OBJECTIVE » Restate exactly the lines below, from the one containing "[locate] butterfly (a" through the final line, and leave out the pictures.

####

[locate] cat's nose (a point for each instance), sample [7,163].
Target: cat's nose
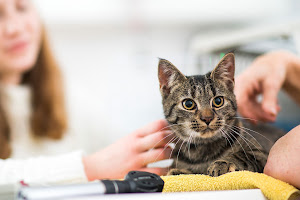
[207,115]
[207,119]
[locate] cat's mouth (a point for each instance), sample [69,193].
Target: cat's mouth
[204,131]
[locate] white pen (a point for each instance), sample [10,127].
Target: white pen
[134,182]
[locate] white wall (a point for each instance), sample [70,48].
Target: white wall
[108,51]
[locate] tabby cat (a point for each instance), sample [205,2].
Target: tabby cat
[202,112]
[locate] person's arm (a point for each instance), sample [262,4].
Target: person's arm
[292,81]
[284,161]
[133,152]
[67,168]
[266,76]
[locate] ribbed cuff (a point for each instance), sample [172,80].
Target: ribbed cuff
[66,168]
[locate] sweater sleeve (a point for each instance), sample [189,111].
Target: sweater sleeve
[66,168]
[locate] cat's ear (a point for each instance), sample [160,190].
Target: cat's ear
[168,76]
[224,71]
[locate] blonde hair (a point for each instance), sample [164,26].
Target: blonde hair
[48,118]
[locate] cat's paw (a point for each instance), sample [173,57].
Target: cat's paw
[178,172]
[220,167]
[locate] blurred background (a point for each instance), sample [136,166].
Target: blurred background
[109,50]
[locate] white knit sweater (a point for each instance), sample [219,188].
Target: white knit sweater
[36,160]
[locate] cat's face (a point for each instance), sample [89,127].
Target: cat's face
[199,108]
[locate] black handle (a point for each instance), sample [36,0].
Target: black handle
[135,182]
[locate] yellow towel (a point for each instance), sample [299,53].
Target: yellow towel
[271,188]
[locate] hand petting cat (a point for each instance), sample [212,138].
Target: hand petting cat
[133,152]
[266,76]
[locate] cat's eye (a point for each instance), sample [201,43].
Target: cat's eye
[189,104]
[218,102]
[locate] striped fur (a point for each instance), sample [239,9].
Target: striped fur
[210,140]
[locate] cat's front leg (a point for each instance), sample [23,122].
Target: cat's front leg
[220,167]
[176,171]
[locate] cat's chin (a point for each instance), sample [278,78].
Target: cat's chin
[204,134]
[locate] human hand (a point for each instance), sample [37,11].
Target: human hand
[133,152]
[284,162]
[265,77]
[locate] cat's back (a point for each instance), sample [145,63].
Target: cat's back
[265,134]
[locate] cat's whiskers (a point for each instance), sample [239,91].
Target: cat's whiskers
[179,151]
[247,118]
[244,129]
[179,124]
[189,145]
[239,144]
[172,152]
[240,129]
[245,140]
[166,135]
[227,139]
[166,146]
[255,132]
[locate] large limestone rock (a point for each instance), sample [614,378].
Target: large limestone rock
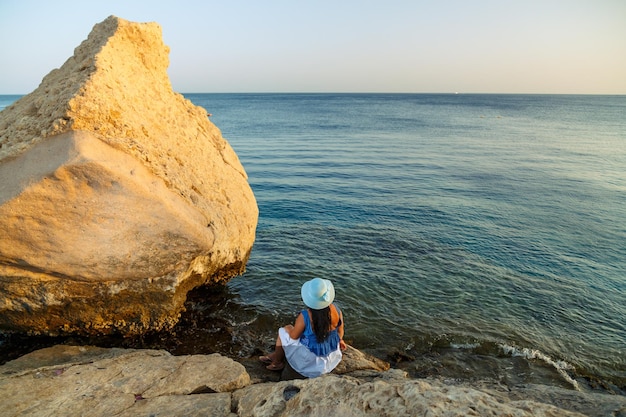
[331,395]
[117,195]
[85,380]
[74,381]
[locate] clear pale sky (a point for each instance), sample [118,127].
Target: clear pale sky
[480,46]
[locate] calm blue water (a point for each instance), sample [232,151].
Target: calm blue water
[489,223]
[467,220]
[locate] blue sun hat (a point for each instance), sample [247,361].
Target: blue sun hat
[318,293]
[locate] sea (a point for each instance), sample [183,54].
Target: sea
[468,236]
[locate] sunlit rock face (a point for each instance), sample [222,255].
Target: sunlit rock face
[117,195]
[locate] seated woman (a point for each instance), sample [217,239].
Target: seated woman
[313,345]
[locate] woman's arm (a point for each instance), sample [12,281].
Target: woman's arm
[342,344]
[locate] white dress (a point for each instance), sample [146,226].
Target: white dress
[305,362]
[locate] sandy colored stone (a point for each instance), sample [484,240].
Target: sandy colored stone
[117,196]
[108,383]
[346,396]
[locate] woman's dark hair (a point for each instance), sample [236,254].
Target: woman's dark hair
[321,323]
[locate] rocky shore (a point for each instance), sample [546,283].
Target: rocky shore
[87,380]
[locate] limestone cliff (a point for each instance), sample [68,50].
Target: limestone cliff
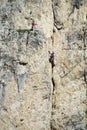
[33,95]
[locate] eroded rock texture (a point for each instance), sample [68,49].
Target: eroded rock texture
[33,95]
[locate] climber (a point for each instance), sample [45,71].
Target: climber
[34,25]
[51,59]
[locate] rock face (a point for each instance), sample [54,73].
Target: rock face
[33,95]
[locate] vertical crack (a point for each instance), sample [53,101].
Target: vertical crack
[84,40]
[52,79]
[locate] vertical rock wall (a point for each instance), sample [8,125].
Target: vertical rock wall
[33,95]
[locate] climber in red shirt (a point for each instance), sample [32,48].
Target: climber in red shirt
[51,59]
[34,25]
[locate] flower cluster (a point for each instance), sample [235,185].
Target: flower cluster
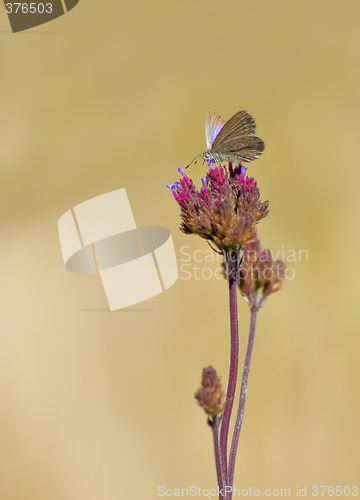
[225,209]
[211,396]
[259,274]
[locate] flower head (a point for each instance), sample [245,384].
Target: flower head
[210,395]
[224,210]
[259,274]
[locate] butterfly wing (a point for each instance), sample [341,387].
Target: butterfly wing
[246,148]
[237,138]
[213,125]
[242,123]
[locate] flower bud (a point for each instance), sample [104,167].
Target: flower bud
[210,395]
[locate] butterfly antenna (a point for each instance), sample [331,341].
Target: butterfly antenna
[192,161]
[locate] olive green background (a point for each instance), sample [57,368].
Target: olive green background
[98,405]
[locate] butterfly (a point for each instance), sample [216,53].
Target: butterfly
[232,141]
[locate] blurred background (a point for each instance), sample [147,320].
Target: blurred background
[98,404]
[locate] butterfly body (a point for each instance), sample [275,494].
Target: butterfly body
[232,141]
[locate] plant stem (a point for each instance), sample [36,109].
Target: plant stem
[215,431]
[244,384]
[233,369]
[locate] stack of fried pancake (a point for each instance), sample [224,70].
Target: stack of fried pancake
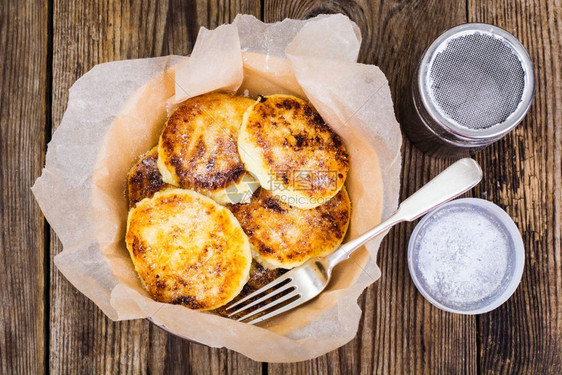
[236,192]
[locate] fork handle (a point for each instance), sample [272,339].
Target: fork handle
[452,182]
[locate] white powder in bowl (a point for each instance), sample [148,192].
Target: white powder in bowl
[462,257]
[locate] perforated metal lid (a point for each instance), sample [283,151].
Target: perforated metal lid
[477,81]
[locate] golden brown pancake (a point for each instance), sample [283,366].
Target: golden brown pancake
[187,249]
[285,143]
[144,179]
[259,277]
[283,236]
[198,148]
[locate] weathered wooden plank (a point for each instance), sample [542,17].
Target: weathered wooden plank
[83,340]
[523,175]
[23,92]
[400,332]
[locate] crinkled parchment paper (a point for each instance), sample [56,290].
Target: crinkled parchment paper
[116,112]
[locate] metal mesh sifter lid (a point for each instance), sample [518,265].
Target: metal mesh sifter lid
[477,81]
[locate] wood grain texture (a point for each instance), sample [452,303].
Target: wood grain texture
[399,332]
[82,339]
[23,62]
[523,175]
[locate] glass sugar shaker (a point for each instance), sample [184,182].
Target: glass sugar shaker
[474,84]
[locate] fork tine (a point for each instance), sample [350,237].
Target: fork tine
[275,282]
[269,295]
[281,310]
[270,305]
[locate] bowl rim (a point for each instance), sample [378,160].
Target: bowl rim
[519,250]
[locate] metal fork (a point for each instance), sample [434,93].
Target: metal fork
[305,282]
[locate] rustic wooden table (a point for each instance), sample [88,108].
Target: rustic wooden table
[47,326]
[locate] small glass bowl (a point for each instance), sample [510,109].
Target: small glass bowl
[515,256]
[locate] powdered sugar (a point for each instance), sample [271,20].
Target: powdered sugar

####

ANSWER TO THE EXERCISE »
[locate] butterfly (a point for each instance), sample [216,53].
Target: butterfly
[232,141]
[locate] blurred background (a point for each instance), sample [147,320].
Target: blurred background
[98,404]
[locate] butterfly body (a point for each instance), sample [275,494].
Target: butterfly body
[232,141]
[locate] plant stem (a point for each instance), sample [36,109].
Target: plant stem
[215,431]
[244,384]
[233,369]
[locate] stack of fried pancake (a point for each instance), sample [224,70].
Target: stack of fried pancake
[236,192]
[locate] fork handle (a point for each instance), sample [272,339].
Target: fork handle
[452,182]
[locate] white powder in bowl (a point for each instance), sample [148,192].
Target: white powder in bowl
[462,257]
[locate] perforated metal lid (a point for each instance), sample [283,151].
Target: perforated metal lid
[477,81]
[locate] golden brown pancake (a point for each instance), sample [283,366].
Target: golden brown pancake
[187,249]
[285,143]
[144,179]
[259,277]
[283,236]
[198,148]
[locate] weathered wooden plank (a point for each instance), sample [542,17].
Target: weathered wooden plank
[83,340]
[523,175]
[23,92]
[400,332]
[locate] crinkled parchment paper (a point for each instance), sample [56,290].
Target: crinkled parchment paper
[116,112]
[locate] metal mesh sifter lid (a point for each instance), sample [518,265].
Target: metal mesh sifter lid
[477,81]
[locate] wood grain texture (a point for each instance), sample [452,303].
Target: wood grain texture
[399,332]
[82,339]
[23,62]
[523,175]
[locate] glass sugar shaker (a point for each instance), sample [184,182].
Target: glass sugar shaker
[474,84]
[locate] fork tine (a point for each instance), sample [350,237].
Target: fork tine
[275,282]
[269,295]
[281,310]
[270,305]
[locate] bowl rim (a point for each instance), sample [378,160].
Target: bowl rim
[519,250]
[locate] metal fork (a point for each instance), sample [434,93].
Target: metal fork
[305,282]
[locate] rustic wooden table (a point for each instance), sample [88,108].
Target: rustic wooden table
[47,326]
[locate] small glass bowl (a point for each instance), sample [510,109].
Target: small glass bowl
[515,256]
[locate] powdered sugar (a point for each instance), sample [271,20].
Target: powdered sugar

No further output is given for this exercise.